TASK GOAL ::
Return the lines that run from the line containing "the pork chop, each point like" through the end of the entries, both ends included. Leave out all pictures.
-------
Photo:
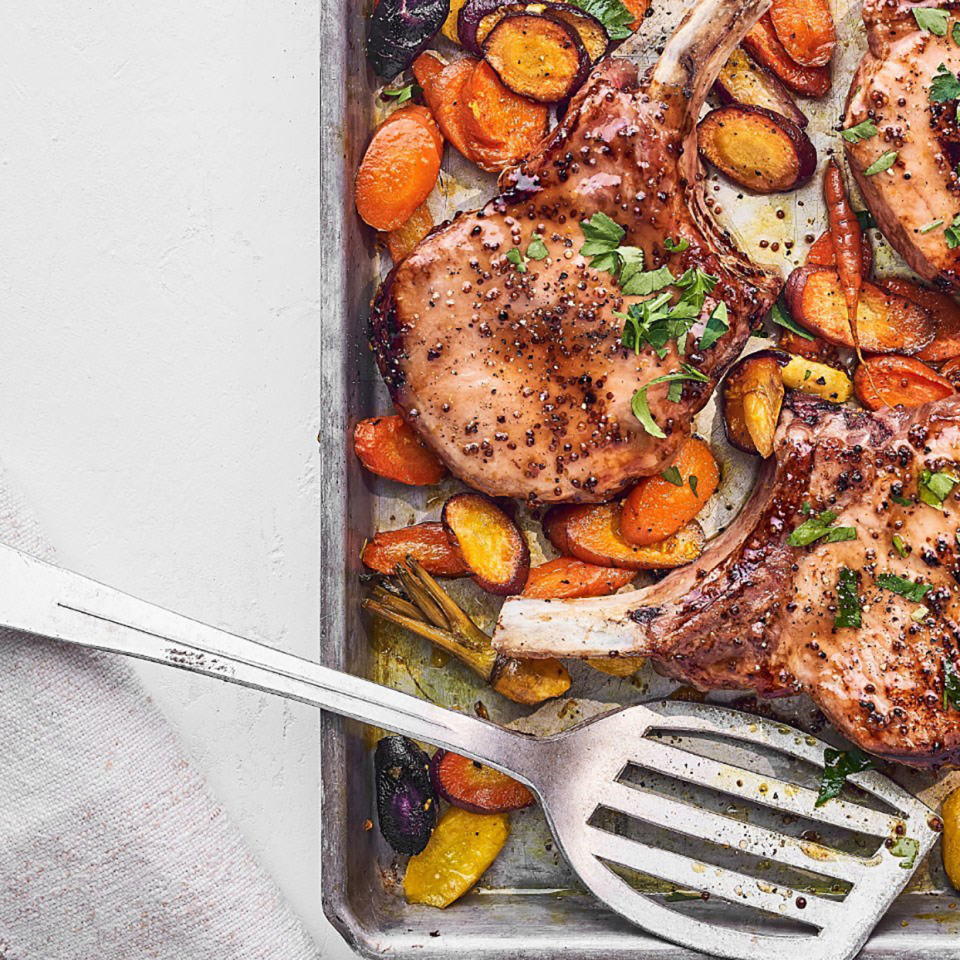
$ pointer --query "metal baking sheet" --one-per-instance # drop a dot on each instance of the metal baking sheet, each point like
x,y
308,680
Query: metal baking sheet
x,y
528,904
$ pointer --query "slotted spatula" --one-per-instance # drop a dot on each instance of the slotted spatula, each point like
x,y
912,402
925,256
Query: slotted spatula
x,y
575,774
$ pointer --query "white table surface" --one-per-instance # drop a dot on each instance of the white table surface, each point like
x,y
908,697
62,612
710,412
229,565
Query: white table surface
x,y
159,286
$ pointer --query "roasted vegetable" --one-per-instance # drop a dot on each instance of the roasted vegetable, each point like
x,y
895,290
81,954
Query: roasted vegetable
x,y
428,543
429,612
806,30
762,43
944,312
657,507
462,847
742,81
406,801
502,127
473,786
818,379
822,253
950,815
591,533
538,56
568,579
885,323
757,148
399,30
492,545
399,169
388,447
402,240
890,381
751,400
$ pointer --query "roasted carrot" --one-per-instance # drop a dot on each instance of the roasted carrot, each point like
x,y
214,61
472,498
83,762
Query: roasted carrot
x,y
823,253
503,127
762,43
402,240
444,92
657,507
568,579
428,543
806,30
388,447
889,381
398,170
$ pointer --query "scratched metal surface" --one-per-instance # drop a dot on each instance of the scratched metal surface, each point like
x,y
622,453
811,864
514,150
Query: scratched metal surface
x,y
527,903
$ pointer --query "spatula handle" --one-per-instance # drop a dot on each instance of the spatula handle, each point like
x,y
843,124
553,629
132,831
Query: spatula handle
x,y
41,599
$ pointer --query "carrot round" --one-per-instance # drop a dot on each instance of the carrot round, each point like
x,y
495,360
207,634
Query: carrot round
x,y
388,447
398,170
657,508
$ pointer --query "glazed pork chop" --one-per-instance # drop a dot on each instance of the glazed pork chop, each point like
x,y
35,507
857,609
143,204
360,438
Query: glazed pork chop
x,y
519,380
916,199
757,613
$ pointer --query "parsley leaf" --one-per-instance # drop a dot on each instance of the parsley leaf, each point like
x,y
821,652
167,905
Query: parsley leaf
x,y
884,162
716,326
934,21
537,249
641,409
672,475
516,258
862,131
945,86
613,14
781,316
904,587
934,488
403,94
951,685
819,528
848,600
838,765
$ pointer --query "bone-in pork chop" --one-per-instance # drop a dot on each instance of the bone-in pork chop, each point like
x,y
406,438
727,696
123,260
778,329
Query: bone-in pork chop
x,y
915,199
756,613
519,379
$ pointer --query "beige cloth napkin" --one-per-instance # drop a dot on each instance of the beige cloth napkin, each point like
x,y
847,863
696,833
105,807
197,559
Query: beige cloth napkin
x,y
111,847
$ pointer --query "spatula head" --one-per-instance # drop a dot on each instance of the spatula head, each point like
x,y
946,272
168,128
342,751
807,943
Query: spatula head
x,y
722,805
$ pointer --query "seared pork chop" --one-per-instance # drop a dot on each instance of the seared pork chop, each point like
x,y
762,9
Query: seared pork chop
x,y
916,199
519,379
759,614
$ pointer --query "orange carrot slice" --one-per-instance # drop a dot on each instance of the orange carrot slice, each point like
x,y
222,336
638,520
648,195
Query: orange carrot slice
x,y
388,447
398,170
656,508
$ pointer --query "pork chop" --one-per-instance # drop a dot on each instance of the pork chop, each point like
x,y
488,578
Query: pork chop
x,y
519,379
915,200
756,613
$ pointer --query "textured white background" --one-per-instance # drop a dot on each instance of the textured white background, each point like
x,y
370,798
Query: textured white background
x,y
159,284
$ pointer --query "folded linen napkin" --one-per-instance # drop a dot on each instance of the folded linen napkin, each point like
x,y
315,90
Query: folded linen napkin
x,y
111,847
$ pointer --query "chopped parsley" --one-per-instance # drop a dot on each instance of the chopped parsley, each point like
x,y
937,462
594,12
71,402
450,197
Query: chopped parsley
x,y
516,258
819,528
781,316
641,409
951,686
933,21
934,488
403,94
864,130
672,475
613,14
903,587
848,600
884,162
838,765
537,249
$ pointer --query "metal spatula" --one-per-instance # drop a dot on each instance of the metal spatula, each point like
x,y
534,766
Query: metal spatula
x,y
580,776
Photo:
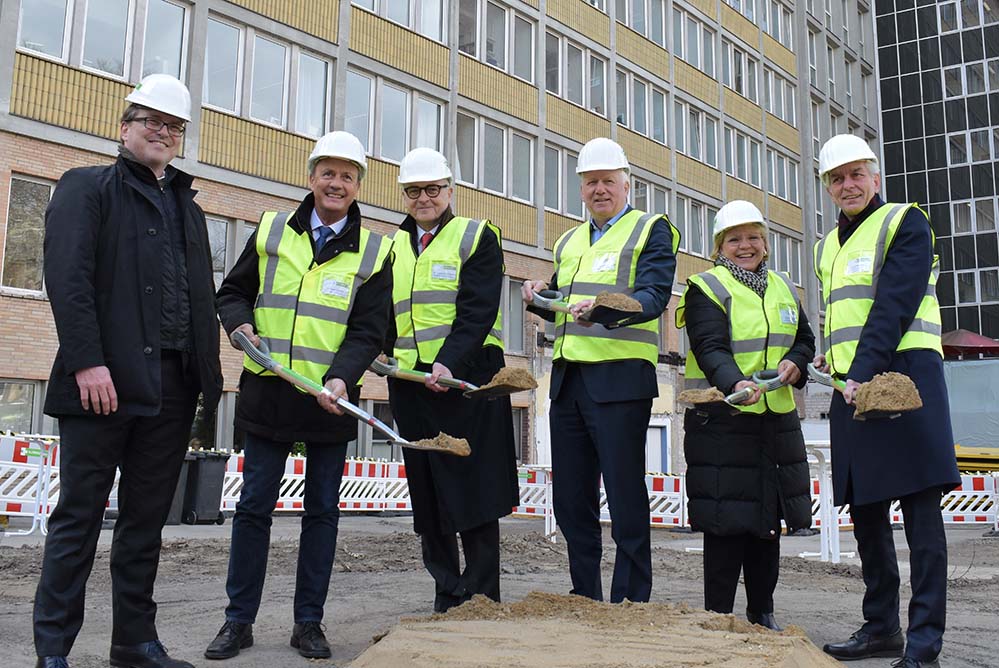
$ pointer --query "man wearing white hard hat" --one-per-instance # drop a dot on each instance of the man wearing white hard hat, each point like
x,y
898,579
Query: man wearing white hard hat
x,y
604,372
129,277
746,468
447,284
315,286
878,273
-------
TASK RESPONSE ::
$ pointer --query "pork chop" --one-per-instance # drop a dot on each instance of the pork chop, each point like
x,y
488,578
Query: pork chop
x,y
519,379
915,200
756,613
$ pointer --query "textured white background" --one-per-instance # drop a dot on each instance of the textured white background, each point like
x,y
370,798
Query: textured white background
x,y
159,284
$ pointer --query "folded linen napkin" --one-per-instance # drop a dot on each instance of the folded linen napkin, each point like
x,y
315,90
Query: folded linen napkin
x,y
111,847
$ pointer --query "chopped parsley" --one-per-instance # drop a dot on each instance of the chopped parsley, each point like
x,y
937,462
594,12
71,402
450,197
Query: chopped parsley
x,y
516,258
819,528
781,316
641,409
951,686
933,21
934,488
403,94
864,130
672,475
613,14
903,587
848,600
884,162
838,765
537,249
$ pointer --query "metal spatula" --one-per-instance # drop a dot on each instance of the metal spatula, each point like
x,y
534,766
Query: metal spatula
x,y
580,776
Photo:
$ pointer --query "man wearing white hard hat" --one-per-instance # drop a dot on each instance of the man wearing white hard hat, each point like
x,y
898,579
Query: man wearing white hard hat
x,y
604,372
129,277
746,468
447,284
315,286
878,273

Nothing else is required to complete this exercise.